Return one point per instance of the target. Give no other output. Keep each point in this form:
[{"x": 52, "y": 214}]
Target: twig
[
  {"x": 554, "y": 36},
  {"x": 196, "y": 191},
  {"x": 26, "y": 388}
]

__________

Print the entire set of records again, exactly.

Problem solution:
Return one point per instance of the target. Give no other output. Keep each point in this form:
[{"x": 52, "y": 214}]
Target: twig
[
  {"x": 554, "y": 36},
  {"x": 196, "y": 191},
  {"x": 26, "y": 388}
]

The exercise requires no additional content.